Certamente não em revistas para mulheres, cujas páginas estão cheias de… miúdas.
É simples explicar este meu sexismo de macho: as boas revistas masculinas são, basicamente, sobre “homens no seu melhor”, como diz o lema da “Esquire” desde há décadas.
Confesso que o melhor dos homens é a única coisa que eu aprecio neles.
Quando têm classe, as revistas para homens são como os perfumes masculinos: caem muitíssimo bem a uma mulher, muitíssimo melhor do que os produtos “femininos”. E, sem dúvida, caem muitíssimo melhor do que a um homem.
Do que os homens de bom gosto gostam eu também não vivo sem: boa roupa (e não é preciso ser cara), bons “gadgets” (e não precisam de ser inúteis; comprei no Natal uma câmara fotográfica digital “soft touch” verde limão, linda!), “coulness” (e não precisa de ser petulância), garotas (e não precisam de ser estúpidas, nem de estar nuas, o que parece ir uma-coisa-com-outra), carros (e não preciso de poder comprá-los), filmes, restaurantes.
Chega-me, por diferentes vias “noticiosas” (basta abrir o portal do meu webmail), a antecipação da grande entrevista da supermodelo Naomi Campbell com o ex-páraquedista venezuelano Hugo Chavez, na edição de Fevereiro da GQ britânica.
Fiquei curiosa.
Naomi é a nova colaboradora editorial da GQ. Anuncia-se uma série de entrevistas com personalidades da política, do entretenimento e da moda.
Em antecipação, Naomi resume Hugo Chavez como um “anjo rebelde”, diz que lhe pediu para ele doar dinheiro à Fundação Mandela e admite que lhe interessou na entrevista apenas “o homem”, sem “julgar” as suas “visões políticas”.
Naomi revelou também que os venezuelanos estão mais felizes que há 10 anos, quando ela esteve na Venezuela para uma sessão fotográfica da revista Sports Illustrated.
Do lado do Presidente da Venezuela, ficámos a saber que Fidel Castro é o líder mundial com mais estilo e que tem as botas sempre bem engraxadas e o uniforme sempre bem engomado.

Dados extraídos:

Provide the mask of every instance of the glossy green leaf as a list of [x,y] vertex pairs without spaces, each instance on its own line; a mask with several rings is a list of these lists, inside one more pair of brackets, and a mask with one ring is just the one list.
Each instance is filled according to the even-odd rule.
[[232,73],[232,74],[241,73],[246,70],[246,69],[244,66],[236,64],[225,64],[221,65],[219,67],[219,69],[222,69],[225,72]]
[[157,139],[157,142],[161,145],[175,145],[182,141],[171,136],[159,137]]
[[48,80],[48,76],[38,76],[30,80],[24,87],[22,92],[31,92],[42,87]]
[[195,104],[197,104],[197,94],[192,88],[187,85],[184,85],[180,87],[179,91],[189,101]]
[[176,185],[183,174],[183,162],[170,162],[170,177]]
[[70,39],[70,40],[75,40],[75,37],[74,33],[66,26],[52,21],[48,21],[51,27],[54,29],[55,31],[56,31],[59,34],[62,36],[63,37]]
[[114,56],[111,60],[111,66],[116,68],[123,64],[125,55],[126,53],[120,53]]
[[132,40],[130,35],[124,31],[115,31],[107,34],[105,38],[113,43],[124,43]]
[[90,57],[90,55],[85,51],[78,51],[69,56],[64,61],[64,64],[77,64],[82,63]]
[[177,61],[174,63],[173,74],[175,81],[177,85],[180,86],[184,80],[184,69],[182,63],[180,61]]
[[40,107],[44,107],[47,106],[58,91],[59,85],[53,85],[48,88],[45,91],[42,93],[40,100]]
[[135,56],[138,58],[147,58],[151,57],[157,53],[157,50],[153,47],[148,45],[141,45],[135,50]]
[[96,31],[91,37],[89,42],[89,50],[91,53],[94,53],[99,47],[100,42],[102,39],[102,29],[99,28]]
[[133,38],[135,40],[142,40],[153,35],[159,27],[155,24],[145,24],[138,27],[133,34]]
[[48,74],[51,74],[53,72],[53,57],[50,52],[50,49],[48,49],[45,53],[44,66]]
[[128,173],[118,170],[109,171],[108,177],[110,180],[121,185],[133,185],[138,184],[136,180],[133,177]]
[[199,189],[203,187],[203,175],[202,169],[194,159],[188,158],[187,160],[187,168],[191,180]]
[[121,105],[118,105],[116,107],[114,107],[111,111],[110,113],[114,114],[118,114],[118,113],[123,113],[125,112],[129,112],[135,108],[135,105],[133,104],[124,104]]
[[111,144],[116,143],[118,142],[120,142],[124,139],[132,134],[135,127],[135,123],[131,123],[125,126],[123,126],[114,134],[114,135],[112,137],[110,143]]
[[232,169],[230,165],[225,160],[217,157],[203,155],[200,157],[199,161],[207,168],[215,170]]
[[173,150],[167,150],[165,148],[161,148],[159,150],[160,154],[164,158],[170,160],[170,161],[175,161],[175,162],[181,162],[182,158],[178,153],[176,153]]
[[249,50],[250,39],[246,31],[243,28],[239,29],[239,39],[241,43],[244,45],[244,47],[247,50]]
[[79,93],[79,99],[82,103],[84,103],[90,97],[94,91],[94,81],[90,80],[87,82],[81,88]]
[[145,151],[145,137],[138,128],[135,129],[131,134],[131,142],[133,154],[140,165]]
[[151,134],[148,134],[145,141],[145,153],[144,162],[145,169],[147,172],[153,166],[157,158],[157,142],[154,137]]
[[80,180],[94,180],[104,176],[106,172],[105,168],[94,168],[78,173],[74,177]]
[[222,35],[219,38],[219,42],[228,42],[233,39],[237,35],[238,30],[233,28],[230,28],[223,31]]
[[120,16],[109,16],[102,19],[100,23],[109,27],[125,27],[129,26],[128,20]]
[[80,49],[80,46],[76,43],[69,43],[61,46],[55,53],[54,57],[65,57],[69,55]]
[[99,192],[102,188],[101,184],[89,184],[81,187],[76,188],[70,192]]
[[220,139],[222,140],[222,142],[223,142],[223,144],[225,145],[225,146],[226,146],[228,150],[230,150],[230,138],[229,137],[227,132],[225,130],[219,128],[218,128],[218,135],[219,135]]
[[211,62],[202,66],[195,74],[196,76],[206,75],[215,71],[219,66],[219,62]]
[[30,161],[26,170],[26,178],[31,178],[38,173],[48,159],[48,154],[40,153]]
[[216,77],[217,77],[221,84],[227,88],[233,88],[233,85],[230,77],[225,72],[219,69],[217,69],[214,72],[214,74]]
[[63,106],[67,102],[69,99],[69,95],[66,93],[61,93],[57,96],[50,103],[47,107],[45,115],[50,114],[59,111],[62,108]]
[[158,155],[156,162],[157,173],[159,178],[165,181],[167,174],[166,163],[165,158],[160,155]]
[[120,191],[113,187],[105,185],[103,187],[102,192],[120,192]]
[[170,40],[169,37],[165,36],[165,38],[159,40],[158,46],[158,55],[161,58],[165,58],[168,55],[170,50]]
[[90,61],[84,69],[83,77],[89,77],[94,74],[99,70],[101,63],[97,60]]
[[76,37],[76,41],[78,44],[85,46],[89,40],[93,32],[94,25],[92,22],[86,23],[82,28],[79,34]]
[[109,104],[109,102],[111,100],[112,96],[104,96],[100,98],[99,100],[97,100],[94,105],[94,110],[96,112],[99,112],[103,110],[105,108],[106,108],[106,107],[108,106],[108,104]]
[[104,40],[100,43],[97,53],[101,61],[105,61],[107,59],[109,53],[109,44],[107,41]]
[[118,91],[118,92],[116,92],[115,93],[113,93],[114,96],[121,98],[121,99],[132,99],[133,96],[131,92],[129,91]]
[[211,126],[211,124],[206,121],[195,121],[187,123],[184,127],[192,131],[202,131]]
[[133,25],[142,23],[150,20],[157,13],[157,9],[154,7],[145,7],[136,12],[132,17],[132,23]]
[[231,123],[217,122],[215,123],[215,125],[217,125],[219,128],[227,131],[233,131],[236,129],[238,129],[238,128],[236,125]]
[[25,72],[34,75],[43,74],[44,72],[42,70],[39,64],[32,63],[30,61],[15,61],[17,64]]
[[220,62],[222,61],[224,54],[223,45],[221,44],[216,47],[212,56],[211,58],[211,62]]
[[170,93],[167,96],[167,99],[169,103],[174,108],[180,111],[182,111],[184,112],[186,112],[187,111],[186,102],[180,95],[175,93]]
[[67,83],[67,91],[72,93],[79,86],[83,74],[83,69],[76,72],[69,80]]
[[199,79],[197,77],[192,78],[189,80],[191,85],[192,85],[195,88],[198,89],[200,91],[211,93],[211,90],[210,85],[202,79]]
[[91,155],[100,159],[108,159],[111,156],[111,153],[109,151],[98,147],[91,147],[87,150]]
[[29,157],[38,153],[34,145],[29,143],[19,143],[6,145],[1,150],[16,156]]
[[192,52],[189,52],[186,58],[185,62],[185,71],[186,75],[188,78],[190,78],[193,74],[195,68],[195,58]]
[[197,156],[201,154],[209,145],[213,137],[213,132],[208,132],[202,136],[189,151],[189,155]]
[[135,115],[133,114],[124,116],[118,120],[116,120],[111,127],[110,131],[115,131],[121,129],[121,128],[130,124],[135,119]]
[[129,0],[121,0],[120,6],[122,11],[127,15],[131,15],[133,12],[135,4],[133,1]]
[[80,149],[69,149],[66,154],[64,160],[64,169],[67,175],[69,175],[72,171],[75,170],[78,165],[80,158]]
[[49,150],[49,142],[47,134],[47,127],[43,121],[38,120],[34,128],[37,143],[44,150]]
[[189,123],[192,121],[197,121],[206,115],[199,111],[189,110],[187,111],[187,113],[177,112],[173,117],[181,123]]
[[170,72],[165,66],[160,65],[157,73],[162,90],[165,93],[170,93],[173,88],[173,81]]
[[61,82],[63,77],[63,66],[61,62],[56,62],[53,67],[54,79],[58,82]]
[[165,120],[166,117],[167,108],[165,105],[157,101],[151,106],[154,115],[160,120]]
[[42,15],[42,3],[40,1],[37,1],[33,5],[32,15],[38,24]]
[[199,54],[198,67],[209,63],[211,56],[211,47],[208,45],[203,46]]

Tarefas do exercício:
- a) Traduza para inglês a seguinte frase do texto sobre revistas masculinas: "Naomi é a nova colaboradora editorial da GQ."
- b) Segundo o texto sobre revistas masculinas, qual é o lema da "Esquire" desde há décadas?
- c) Retome o texto sobre revistas masculinas a partir da última frase apresentada.

Respostas do exercício:
- a) Naomi is GQ's new contributing editor.

- b) O lema é "homens no seu melhor".

- c)
Hugo Chavez convidou também Naomi a apalpar-lhe os músculos, em resposta a uma pergunta sobre se o Presidente da Venezuela se deixaria fotografar em tronco-nu, como o Presidente Putin da Rússia.
Fico perplexa com tanta estupidez de ambos os intervenientes. É claro que vou comprar a GQ de Fevereiro.
Ler para crer.
Pergunto-me, entretanto o que milhares de vítimas do regime cubano pensarão do barbudo engomado. Talvez Naomi, que está tão cingida aos velhos códigos dos jornalistas, possa abusar um pouco da entrevista estilosa com Chavez e discorrer sobre o que vê Fidel quando olha para a biqueira das suas próprias botas: talvez a imagem nítida e sombria de um país em derrocada.
As revistas masculinas também têm este lado:os homens revelam melhor o seu lado idiota quando julgam que estão perante uma mulher estúpida, só porque ela é uma mulher bonita. Naomi, por ironia, tem reputação de ser melhor do que o fez para a GQ.
Mas talvez o lado inteligente das mulheres não interesse aos homens? Aí está uma resposta que ainda não encontrei nas revistas masculinas. Fico, por isso, com um problema nas mãos: a beleza, quando abdica da inteligência, ganha contornos de monstruosidade.
Entre a bela e o monstro, versão modelo e Presidente, não sei quem é afinal bonito.
Talvez nenhum, engolidos em tontice.
Folheio um número da “Esquire” e refugio-me, por minutos, numa entrevista à moda antiga, feita por um redactor anónimo. Fala Iggy Pop, um homem no seu melhor. “O sexo mede-se melhor que o amor. Sabes logo a seguir se foi bom ou não”.
Ora bem.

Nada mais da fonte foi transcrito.